# Objective:
Copy the records below word for word, starting at the line that contains "Scouting pass: put a marker on the paved" and ending at the line that contains "262), (288, 264)]", both of those lines included.

# Data section:
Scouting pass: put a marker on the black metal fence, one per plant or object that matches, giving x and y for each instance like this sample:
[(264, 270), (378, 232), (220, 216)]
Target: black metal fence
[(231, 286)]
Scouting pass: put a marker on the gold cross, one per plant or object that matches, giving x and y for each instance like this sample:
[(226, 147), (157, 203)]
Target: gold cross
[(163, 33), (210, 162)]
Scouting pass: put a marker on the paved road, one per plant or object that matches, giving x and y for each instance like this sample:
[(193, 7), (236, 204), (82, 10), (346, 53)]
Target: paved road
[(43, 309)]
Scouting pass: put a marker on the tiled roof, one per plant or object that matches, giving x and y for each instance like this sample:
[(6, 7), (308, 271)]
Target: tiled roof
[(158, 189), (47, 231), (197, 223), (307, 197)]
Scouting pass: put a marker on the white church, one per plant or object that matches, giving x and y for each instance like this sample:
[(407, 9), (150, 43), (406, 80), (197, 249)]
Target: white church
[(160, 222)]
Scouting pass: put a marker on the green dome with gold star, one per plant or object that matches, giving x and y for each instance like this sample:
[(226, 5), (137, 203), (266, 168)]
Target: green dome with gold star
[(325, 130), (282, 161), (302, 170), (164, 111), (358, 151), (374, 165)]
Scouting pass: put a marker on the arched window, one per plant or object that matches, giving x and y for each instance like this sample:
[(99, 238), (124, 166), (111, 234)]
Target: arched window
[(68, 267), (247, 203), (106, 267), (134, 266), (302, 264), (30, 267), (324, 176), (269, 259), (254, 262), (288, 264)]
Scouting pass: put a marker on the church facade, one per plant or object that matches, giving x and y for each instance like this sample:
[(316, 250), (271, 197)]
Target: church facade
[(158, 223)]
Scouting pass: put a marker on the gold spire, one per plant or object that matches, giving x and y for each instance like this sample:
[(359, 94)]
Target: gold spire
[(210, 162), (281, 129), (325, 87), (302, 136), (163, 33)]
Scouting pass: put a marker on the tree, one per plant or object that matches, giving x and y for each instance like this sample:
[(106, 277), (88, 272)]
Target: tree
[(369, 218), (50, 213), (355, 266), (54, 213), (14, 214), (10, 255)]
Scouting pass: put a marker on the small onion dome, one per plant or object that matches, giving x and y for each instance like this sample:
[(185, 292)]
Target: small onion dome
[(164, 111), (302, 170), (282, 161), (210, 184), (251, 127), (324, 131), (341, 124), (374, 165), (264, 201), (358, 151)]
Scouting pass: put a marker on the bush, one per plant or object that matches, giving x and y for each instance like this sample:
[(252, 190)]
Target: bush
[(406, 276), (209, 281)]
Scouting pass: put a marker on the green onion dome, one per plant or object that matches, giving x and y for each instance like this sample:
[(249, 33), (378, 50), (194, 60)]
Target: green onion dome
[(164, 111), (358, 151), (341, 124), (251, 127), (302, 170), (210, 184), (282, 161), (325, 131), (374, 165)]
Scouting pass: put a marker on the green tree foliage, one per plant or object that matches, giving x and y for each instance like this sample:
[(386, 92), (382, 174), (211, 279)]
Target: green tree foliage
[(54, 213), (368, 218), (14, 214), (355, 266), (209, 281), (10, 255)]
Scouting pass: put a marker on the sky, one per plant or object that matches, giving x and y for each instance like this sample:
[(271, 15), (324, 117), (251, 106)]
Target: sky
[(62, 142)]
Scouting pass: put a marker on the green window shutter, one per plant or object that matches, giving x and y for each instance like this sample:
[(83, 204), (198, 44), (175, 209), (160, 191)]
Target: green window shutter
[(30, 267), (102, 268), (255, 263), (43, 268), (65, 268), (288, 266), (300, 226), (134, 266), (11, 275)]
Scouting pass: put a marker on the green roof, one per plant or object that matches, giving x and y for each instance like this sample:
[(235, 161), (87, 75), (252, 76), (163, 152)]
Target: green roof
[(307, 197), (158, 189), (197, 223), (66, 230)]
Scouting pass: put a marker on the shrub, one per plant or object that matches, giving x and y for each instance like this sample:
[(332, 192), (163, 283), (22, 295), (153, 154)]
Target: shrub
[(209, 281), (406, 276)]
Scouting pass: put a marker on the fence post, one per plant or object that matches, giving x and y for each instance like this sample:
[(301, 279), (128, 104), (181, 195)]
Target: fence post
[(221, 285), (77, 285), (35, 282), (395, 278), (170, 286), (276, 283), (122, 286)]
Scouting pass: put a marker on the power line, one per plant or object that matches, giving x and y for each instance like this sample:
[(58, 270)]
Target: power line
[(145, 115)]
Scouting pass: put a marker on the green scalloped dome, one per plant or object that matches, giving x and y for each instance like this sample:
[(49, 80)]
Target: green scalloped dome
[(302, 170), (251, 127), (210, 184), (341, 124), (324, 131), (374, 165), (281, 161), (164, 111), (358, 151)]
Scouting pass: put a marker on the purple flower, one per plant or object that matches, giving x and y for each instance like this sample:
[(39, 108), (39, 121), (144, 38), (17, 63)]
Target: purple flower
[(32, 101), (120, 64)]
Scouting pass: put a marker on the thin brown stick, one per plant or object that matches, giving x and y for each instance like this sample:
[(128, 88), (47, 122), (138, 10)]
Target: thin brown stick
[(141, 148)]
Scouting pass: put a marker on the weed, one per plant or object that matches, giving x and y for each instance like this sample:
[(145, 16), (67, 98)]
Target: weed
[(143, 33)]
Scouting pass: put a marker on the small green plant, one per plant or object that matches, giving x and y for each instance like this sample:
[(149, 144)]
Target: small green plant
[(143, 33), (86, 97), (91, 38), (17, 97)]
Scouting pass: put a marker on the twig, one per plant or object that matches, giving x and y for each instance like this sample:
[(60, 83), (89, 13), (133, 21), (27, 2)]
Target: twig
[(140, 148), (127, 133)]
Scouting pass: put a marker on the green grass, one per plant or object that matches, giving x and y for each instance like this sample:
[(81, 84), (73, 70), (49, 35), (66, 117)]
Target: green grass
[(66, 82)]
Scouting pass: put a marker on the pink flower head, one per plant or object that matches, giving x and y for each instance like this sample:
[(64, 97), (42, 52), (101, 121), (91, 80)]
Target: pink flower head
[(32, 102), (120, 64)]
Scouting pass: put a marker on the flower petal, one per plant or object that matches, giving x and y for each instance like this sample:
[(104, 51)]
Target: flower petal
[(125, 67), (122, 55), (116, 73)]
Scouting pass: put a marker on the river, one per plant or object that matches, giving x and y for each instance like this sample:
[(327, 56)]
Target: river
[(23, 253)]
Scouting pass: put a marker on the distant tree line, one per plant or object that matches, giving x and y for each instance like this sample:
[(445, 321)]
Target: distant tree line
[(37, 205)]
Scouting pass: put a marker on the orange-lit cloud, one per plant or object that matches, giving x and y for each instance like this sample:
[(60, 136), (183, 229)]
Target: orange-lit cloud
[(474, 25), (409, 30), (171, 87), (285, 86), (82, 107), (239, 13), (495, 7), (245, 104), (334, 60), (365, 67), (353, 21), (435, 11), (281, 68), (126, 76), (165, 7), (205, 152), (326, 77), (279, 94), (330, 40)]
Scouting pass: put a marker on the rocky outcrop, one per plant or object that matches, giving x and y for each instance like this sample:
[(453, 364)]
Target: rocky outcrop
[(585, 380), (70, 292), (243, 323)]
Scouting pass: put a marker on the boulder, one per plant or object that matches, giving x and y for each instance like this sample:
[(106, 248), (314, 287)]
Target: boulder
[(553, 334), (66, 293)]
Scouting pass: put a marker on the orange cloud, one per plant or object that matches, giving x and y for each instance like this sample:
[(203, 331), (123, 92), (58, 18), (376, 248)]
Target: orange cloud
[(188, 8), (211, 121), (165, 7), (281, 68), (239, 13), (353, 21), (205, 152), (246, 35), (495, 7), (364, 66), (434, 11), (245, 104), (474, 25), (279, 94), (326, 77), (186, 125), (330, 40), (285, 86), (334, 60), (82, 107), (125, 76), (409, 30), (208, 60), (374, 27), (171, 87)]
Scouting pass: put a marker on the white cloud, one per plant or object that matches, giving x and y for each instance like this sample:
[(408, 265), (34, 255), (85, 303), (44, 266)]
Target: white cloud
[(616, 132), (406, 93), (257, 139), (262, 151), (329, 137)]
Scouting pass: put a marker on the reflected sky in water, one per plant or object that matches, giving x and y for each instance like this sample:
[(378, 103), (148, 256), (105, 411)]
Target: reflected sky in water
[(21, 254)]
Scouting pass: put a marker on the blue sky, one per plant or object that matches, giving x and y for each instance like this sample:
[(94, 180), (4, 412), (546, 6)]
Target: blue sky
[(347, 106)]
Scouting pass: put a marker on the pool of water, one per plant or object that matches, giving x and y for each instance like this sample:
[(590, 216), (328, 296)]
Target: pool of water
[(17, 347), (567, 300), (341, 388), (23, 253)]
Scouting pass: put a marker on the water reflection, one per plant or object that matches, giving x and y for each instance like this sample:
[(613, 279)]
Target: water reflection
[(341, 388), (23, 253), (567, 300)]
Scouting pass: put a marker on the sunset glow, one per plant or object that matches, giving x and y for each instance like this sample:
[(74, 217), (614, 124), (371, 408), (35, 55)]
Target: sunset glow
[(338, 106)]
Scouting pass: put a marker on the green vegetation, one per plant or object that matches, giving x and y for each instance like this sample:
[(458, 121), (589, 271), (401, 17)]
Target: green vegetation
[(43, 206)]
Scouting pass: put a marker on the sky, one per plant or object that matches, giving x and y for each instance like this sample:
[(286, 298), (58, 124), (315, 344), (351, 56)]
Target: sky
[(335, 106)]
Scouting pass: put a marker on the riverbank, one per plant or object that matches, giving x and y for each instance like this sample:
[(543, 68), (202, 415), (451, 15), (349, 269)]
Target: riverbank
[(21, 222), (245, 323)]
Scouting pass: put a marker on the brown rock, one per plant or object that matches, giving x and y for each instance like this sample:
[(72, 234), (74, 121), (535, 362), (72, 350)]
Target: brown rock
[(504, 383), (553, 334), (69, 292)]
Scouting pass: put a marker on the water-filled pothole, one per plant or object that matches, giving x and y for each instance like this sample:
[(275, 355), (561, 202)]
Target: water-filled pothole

# The response:
Scouting pass: put a marker on the paved road, one per plant or object that matches, giving x and y for each instance like this sample:
[(193, 7), (236, 204), (82, 10), (346, 53)]
Target: paved road
[(43, 309)]
Scouting pass: put a marker on the tiled roof, one per plant or object that matches, giving x and y for each instance like this sample:
[(6, 7), (308, 271)]
Target: tiled roof
[(158, 189), (47, 231), (197, 223), (307, 197)]
Scouting pass: put a marker on the white church, one per plant or object that matches, giving x and y for each instance like this sample:
[(407, 9), (150, 43), (406, 80), (197, 249)]
Target: white church
[(160, 222)]
Scouting pass: put a marker on the green dome with gold star, one per plant or object that matches, giving x and y for each instance like this sample:
[(226, 5), (137, 203), (266, 168)]
Target: green dome with gold star
[(325, 130), (282, 161), (302, 170), (164, 111), (358, 151), (374, 165)]
Scouting pass: put a marker on the arched window, one per plant or object that matches, giving x and y for each instance like this sample:
[(99, 238), (124, 166), (111, 234)]
Target: arched window
[(68, 267), (247, 203), (106, 267), (134, 266), (302, 264), (30, 267), (324, 176), (269, 259), (254, 262), (288, 264)]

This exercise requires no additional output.